Task to complete:
Reproduce, word for word, everything in the article on the Edmonds small-business grant proposal from "Under Nelson’s proposal, which" down to "response to the COVID-19 outbreak.".

Edmonds Mayor Mike Nelson said Thursday he is proposing that the majority of the $1.2 million the city will receive from the federal CARES Act be allocated to Edmonds small businesses struggling to stay afloat during the COVID-19 pandemic.
The mayor’s new Business Support Grant program would allocate up to $800,000 of the federal funds to support qualifying local small businesses through grants of up to $10,000. The idea, the mayor said in an announcement, is to help the most vulnerable businesses and their employees, many of whom live in Edmonds.
Under Nelson’s proposal, which must be approved by the Edmonds City Council, the remaining $465,100 in Cares Fund monies would be used to help defray the mounting, unbudgeted costs associated with the city’s functions, services and support in response to the COVID-19 outbreak.
“In the early days of the pandemic, staff bought their own equipment so they could do their job immediately,” said Public Works Director Phil Williams. “Between that and the much higher threshold of sanitization at every public-facing facility, we — like most businesses and even households — have a raft of unexpected bills.”
Nelson said that while most businesses have felt the economic impact of COVID-19, “storefront businesses that typically rely on walk-in customers and foot traffic, including those owned by people of color and women, have felt the pain the worst,” Nelson said. “Business revenue has dropped – in some cases by up to 90%.”
The mayor added that those businesses — which include retail, restaurant/café, personal service and entertainment establishments — provide hundreds of jobs in the community for entry-level and lower-skilled workers who earn less than $20/hour.
“These grants will help our most vulnerable businesses stay open, which in turn will help employees get back to work,” Nelson said.
The federal government earmarked CARES Act funds for local governments to address needs related to the COVID-19 outbreak. Edmonds’ share will be $1,265,100.
The grant eligibility criteria would include:
- Retail, restaurant/café, personal service, entertainment establishments – with particular consideration of businesses owned by people of color, women, veterans, and other minorities
- 5 to 30 employees
- At least 30% loss in business/revenue year over year in April and/or May
- At least one year in business as of April 1, 2020
- Not already recipients of state or county business support grants
Geographic distribution across the city will also be a consideration in grant program implementation.

Record extracts:

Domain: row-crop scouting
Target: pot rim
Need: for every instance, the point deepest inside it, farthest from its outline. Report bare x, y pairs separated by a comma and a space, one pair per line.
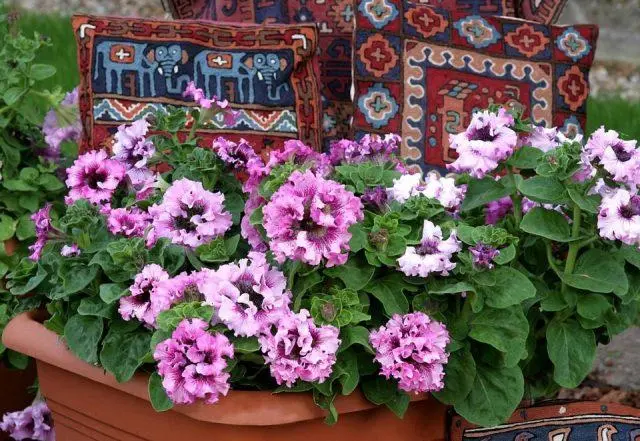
26, 334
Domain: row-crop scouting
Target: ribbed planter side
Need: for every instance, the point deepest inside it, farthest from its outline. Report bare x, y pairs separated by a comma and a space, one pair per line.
89, 404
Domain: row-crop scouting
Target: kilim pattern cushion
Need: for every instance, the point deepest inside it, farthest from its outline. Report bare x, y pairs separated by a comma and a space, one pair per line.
585, 421
335, 23
422, 72
131, 68
544, 11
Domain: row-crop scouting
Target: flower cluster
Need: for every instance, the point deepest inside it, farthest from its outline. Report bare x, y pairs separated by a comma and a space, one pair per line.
61, 125
297, 349
412, 350
141, 303
32, 423
308, 219
249, 296
433, 255
488, 140
42, 222
192, 363
190, 215
444, 190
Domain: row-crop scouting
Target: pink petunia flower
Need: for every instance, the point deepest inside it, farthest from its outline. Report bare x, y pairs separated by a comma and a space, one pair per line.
133, 150
433, 255
128, 222
488, 140
139, 304
190, 215
619, 217
248, 296
192, 363
297, 349
42, 222
33, 423
411, 348
93, 176
308, 219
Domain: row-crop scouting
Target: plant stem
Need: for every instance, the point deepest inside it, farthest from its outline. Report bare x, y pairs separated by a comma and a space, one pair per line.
574, 246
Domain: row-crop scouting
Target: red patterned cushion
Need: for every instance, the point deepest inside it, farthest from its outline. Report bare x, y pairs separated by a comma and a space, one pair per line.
544, 11
134, 67
558, 422
422, 71
335, 18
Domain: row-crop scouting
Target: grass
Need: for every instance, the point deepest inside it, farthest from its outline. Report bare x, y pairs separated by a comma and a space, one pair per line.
614, 113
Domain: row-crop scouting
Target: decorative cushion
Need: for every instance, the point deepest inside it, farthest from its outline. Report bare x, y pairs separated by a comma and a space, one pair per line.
134, 67
335, 21
422, 71
564, 422
544, 11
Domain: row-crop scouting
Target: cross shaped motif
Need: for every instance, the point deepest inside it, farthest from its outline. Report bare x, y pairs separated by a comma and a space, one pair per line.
379, 105
378, 55
121, 54
219, 61
347, 13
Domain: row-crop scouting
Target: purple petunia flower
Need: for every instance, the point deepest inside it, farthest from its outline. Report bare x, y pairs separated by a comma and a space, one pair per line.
128, 222
132, 149
300, 350
42, 222
619, 217
93, 176
483, 255
192, 363
412, 349
248, 231
444, 190
32, 423
248, 296
433, 255
61, 125
70, 250
308, 219
139, 304
488, 140
190, 215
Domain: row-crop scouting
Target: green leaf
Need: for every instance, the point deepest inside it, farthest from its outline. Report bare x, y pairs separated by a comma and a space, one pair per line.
355, 273
110, 292
355, 335
542, 189
525, 158
504, 329
82, 334
95, 306
494, 396
483, 191
123, 352
546, 223
12, 95
511, 288
572, 351
7, 227
41, 72
460, 373
593, 306
506, 255
389, 291
588, 203
597, 271
243, 345
158, 396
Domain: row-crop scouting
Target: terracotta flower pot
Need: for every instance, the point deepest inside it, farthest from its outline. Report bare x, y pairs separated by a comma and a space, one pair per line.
90, 404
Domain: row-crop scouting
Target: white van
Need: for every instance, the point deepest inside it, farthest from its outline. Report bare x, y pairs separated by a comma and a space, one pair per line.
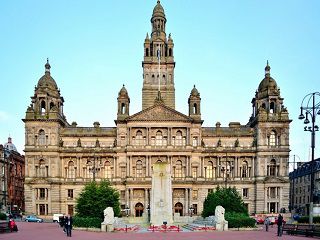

Answer box:
Under Nelson’s proposal, which must be approved by the Edmonds City Council, the remaining $465,100 in Cares Fund monies would be used to help defray the mounting, unbudgeted costs associated with the city’s functions, services and support in response to the COVID-19 outbreak.